**What the exercise asks**
Carry on the sermon on ungodliness and the book of Ezra from the point where it stops.

**Document segment**

By Pastor Kali Freels
Tonight, we’re continuing with our Lenten series, looking at the things that God is leading us away from. Traditionally, Lent is a solemn, reflective season during which we contemplate the weight of our own sin as Jesus prepares to bear the weight of that sin on the cross. It’s a time when --as Adam said last week-- we examine our own lives to see what unnecessary things on the periphery have been dialed up too much and distract us from the truly important things. It’s a time when we can turn down the volume on those distractions so we can turn our focus back to God.
Tonight, I’ve been tasked with preaching about ungodliness. What is it? How do we even define it? How is God leading us away from it? It’s a challenging thing to put into terms. But before we jump into the meat of it, I want to start with a story. About 20 or 30 years ago, there was a young woman who grew up loving God deeply. She was at church every time the doors were open and grew into several leadership positions in the youth group. She felt drawn to ministry too, but had been told her whole life that God never called women to be pastors; that was sinful. So --wanting to be faithful to God’s word-- she opted to become a missionary, much to the joy of her home church. She --of course-- went to a private Christian liberal arts college, where she was surprised to learn that so many women in her dorm believed God was calling them to be preachers and pastors; it rivaled everything that she’d been taught about women’s role in the church. So, she committed herself to a quiet, unseen ministry: every morning, she woke up between 5 and 6 o’clock and walked down to the prayer chapel in the dorm to pray for those “poor, misguided women” who had been so “deceived” as to think God was actually calling them to pastor. She did this every morning for years.
Tonight, we’re going to look at another story of someone who happened upon a community living in a way that he didn’t agree with. It’s a story that often gets overlooked --it’s one that I certainly never heard growing up. It’s from the book of Ezra.
We’re going to be camping out in Ezra chapters 9 and 10 tonight, but before we get there I want to set up a little bit of the context. The books Ezra and Nehemiah are actually on the same scroll in the Hebrew Bible, and the events in Ezra lead right into the events of Nehemiah (which we examined together a couple of weeks ago). The Israelites are still in exile in Babylon, but it’s been a while since the initial Babylonian conquest happened. The relationship between the Israelites and the Babylonians is actually pretty good at this point in time. The previous king allowed (and partially funded) the Israelites to return to Jerusalem to rebuild the temple. When Ezra becomes prominent, King Artaxerxes (the same king who later allowed Nehemiah to go rebuild the wall around Jerusalem) wrote Ezra a letter instructing him to teach the Israelites in the ways of their God, the Hebrew God. The King specifically asks Ezra to do it because Ezra is an expert in the Hebrew Law. Ezra agrees, and takes a group of people to return to Jerusalem. If we remember the events of the initial Babylonian takeover, only the Hebrew nobles had been taken to serve in the king’s courts-- the impoverished Israelites had been left behind in the demolished towns surrounding Jerusalem. Ezra was returning to teach those Jews.
When he gets there, however, he realizes that a large number of Hebrew men married women from all of the neighboring nations. He is distraught, because earlier Hebrew laws dictated that Hebrew men should only marry Hebrew women. He tore his robe and disheveled his hair and beard --making his mourning public-- and wept until the evening sacrifice. When it came time for the evening sacrifice, he prays this prayer:
“I am too ashamed and disgraced, my God, to lift up my face to you, because our sins are higher than our heads and our guilt has reached to the heavens. From the days of our ancestors until now, our guilt has been great. Because of our sins, we and our kings and our priests have been subjected to the sword and captivity, to pillage and humiliation at the hand of foreign kings, as it is today.

Raw records:

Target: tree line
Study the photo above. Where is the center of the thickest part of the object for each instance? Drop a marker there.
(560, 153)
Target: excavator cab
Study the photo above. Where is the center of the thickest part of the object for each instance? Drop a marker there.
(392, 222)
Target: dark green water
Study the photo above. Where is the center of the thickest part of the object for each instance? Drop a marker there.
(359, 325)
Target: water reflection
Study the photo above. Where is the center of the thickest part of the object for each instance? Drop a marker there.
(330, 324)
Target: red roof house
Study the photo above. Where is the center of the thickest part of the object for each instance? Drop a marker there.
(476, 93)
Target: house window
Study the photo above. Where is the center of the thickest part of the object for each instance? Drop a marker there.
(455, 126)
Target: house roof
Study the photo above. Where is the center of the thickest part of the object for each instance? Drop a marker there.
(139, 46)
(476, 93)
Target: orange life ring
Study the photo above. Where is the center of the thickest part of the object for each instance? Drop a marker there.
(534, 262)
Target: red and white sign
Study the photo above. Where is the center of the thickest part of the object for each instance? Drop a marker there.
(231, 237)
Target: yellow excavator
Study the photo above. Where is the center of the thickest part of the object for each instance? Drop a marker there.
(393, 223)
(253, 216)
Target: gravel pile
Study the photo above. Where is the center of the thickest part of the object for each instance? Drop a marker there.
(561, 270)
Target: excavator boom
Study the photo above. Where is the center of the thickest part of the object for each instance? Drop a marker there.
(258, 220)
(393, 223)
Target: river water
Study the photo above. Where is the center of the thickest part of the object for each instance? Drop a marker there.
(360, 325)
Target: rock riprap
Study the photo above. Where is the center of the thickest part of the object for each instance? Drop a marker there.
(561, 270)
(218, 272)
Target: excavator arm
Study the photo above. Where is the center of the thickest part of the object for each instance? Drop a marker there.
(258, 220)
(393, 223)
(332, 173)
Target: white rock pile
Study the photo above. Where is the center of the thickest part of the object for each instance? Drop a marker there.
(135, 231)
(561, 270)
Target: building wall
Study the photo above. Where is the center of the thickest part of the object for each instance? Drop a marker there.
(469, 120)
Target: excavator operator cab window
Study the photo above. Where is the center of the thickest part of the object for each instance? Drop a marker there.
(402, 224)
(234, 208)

**Response to this task**
“But now, for a brief moment, the Lord our God has been gracious in leaving us a remnant and giving us a firm place in his sanctuary, and so our God gives light to our eyes and a little relief in our bondage. Though we are slaves, our God has not forsaken us in our bondage. He has shown us kindness in the sight of the kings of Persia: He has granted us new life to rebuild the house of our God and repair its ruins, and he has given us a wall of protection in Judah and Jerusalem.
“But now, our God, what can we say after this? For we have forsaken the commands you gave through your servants the prophets when you said: ‘The land you are entering to possess is a land polluted by the corruption of its peoples. By their detestable practices they have filled it with their impurity from one end to the other. Therefore, do not give your daughters in marriage to their sons or take their daughters for your sons. Do not seek a treaty of friendship with them at any time, that you may be strong and eat the good things of the land and leave it to your children as an everlasting inheritance.’
“What has happened to us is a result of our evil deeds and our great guilt, and yet, our God, you have punished us less than our sins deserved and have given us a remnant like this. Shall we then break your commands again and intermarry with the peoples who commit such detestable practices? Would you not be angry enough with us to destroy us, leaving us no remnant or survivor? Lord, the God of Israel, you are righteous! We are left this day as a remnant. Here we are before you in our guilt, though because of it not one of us can stand in your presence.”
After Ezra prayed this prayer, some of the men in the community came to talk to Ezra about what they should do. Ezra decreed that all of the men should divorce their foreign wives and give up their mixed children, because they were not purely Jewish. The men in the community agreed, and took oaths renouncing their marriages and casting out their children.
What happened to the women and children? The text doesn’t tell us. Based on common laws at the time, though, we can make some accurate guesses. Because their ex-husbands were still alive, they were ineligible for remarriage. Because their ex-husbands were still alive, it would have been considered adultery. Because they were women, they were not eligible to own land. Unless they had brothers they could return to, they were shunned into a life of poverty and exclusion.
That much pain and seems to run counter to the God of love and forgiveness that we know and love.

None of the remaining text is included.